All of the records below need to be written out exactly, but without the pictures.
======== Data listing
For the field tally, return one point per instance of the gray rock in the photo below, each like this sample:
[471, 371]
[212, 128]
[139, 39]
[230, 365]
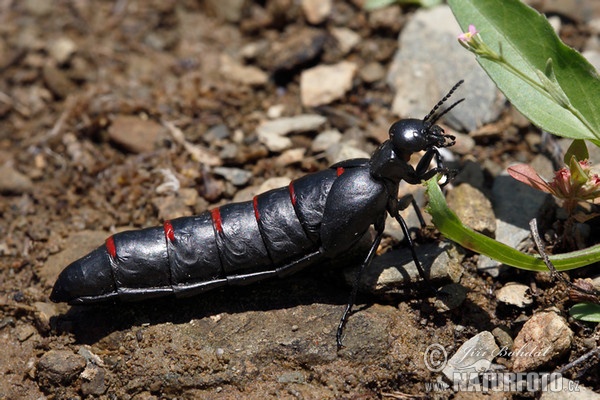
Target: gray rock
[325, 140]
[567, 392]
[237, 176]
[344, 151]
[324, 84]
[473, 357]
[512, 228]
[59, 367]
[14, 182]
[472, 208]
[450, 297]
[272, 133]
[244, 74]
[392, 271]
[429, 61]
[316, 11]
[515, 294]
[135, 134]
[544, 338]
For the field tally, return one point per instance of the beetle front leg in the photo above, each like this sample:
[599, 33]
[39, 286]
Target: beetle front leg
[424, 173]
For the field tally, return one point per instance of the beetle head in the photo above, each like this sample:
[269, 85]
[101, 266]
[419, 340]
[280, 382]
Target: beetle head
[413, 135]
================
Problem solution:
For the field tally, return one point per instance of the gray rock in the photo below, each like this sample:
[471, 371]
[212, 128]
[139, 39]
[230, 365]
Target: gray rock
[325, 140]
[567, 392]
[237, 176]
[344, 151]
[324, 84]
[473, 357]
[512, 228]
[59, 367]
[14, 182]
[472, 208]
[450, 297]
[272, 133]
[244, 74]
[392, 271]
[429, 61]
[316, 11]
[515, 294]
[135, 134]
[544, 338]
For the field tally, return one point per instance of the beetle front leg in the photo above, each like this sample:
[599, 33]
[39, 286]
Target: beetle front leg
[424, 173]
For the field tally, return one point per instance of the beetle head in the photo above, each like this sample:
[269, 85]
[101, 266]
[419, 340]
[280, 382]
Target: beetle head
[413, 135]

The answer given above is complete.